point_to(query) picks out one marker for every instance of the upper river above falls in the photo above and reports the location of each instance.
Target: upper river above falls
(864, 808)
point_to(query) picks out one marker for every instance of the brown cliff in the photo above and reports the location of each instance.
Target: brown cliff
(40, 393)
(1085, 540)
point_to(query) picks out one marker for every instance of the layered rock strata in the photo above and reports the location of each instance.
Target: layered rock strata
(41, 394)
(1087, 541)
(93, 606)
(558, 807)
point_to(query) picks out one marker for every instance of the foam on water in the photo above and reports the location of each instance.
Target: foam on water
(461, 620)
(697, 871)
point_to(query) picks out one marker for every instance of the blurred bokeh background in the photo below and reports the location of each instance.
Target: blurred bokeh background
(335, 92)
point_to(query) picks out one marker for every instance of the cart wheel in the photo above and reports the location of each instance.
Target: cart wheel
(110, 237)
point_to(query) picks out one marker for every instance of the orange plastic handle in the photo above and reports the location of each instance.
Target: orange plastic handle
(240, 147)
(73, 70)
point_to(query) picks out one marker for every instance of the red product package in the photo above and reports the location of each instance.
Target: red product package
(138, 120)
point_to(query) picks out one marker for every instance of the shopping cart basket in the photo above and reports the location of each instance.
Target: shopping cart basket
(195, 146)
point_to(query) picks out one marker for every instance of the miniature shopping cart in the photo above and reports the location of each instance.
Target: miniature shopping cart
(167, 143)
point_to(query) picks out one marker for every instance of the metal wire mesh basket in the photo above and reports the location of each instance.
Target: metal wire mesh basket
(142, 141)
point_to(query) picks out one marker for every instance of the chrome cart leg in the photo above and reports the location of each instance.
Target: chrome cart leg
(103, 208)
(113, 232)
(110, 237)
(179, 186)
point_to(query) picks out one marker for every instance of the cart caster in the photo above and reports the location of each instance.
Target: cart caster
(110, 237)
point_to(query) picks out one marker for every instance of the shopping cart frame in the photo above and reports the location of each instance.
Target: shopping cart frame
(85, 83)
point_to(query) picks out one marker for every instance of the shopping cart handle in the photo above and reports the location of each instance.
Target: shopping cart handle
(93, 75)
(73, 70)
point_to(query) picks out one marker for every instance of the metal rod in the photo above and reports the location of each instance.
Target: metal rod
━━━━━━
WRITTEN INSTRUCTION: Beginning with the line that contains "of the chrome", repeat every line through the end of the records and nothing more.

OUTPUT OF THE TASK:
point_to(query) picks out one marker for every instance of the chrome cart leg in the photo above and reports the location of each instance.
Target: chrome cart leg
(103, 208)
(113, 232)
(110, 237)
(179, 186)
point_to(query) picks out one marker for every instance of the cart caster in the photo above and reports the location of each instance.
Target: cart caster
(110, 237)
point_to(query) picks out one marker for every instance of the shopping cart frame in the photo above and reports the location of each instance.
Target: shopping cart frame
(85, 83)
point_to(query) picks out one marker for every instance of the shopping cart handle in the photo above and reports the location of each instance.
Target: shopping cart handle
(93, 75)
(73, 70)
point_to(query) picks out one marker for every instance of the metal rod in the photo above and reports the location of each instance.
Target: metal rod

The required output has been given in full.